Listed records:
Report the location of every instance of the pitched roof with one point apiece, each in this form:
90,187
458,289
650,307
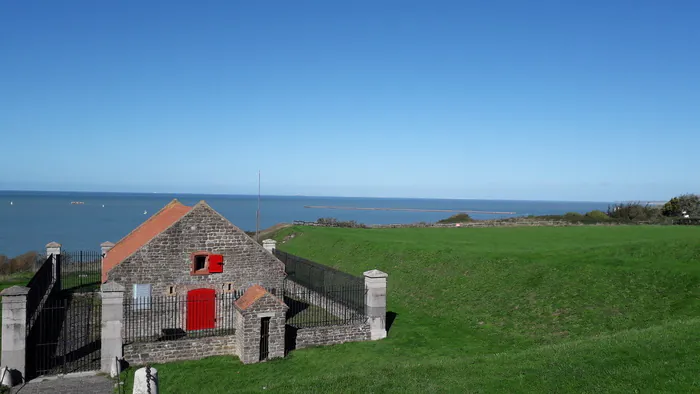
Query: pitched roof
142,234
251,295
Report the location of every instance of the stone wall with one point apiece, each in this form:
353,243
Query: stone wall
166,260
249,325
301,293
168,313
182,349
331,335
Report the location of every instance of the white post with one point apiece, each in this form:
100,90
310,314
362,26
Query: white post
146,383
53,248
375,303
14,330
112,322
106,246
270,245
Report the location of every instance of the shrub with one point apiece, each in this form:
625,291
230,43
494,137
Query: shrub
598,215
333,222
458,218
634,212
688,203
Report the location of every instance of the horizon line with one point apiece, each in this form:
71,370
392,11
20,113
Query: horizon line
315,196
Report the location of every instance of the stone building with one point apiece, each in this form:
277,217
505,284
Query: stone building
189,250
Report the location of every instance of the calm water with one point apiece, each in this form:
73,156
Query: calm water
36,218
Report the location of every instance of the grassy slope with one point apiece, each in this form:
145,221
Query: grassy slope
590,309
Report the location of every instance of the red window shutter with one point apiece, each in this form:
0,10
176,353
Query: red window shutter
216,263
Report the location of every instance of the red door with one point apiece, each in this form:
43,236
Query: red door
200,309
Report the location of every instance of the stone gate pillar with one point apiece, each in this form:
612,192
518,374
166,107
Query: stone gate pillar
112,323
375,303
14,329
53,248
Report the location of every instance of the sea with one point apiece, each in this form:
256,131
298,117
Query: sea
31,219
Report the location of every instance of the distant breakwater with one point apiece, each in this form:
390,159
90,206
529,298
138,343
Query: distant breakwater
406,209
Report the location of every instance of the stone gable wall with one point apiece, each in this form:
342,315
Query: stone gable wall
182,349
166,260
250,325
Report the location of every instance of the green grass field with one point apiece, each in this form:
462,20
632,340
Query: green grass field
541,309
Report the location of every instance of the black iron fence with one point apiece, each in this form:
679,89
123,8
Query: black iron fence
166,318
40,287
339,305
687,221
314,275
81,271
65,336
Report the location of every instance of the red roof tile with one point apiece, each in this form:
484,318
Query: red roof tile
251,295
140,236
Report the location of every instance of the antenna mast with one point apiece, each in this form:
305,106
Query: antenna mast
257,215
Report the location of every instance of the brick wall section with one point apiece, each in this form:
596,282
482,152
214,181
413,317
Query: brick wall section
331,335
248,331
166,260
183,349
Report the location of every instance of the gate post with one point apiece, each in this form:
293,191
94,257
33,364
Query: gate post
53,248
375,303
14,329
112,322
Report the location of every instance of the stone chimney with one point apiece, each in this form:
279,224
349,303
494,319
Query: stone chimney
270,245
106,246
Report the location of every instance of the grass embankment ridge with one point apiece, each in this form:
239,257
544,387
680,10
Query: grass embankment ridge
532,309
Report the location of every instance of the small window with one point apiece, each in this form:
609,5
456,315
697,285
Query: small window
142,296
200,262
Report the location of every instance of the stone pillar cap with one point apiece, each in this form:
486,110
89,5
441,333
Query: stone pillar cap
375,274
15,290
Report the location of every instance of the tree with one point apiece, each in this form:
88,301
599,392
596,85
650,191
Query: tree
688,203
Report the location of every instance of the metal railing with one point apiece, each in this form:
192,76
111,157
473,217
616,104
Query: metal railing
167,318
324,307
81,271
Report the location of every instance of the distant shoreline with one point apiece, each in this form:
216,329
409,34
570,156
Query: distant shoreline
405,209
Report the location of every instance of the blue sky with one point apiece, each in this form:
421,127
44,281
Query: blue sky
553,100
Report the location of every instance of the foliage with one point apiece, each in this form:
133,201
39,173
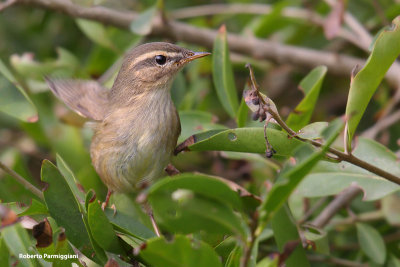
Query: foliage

The task: Your response should be made up of the lines in the data that contain the word "foliage".

Task solution:
Report the location of every instance of the foliage with one point apiece, each in this form:
Query: foliage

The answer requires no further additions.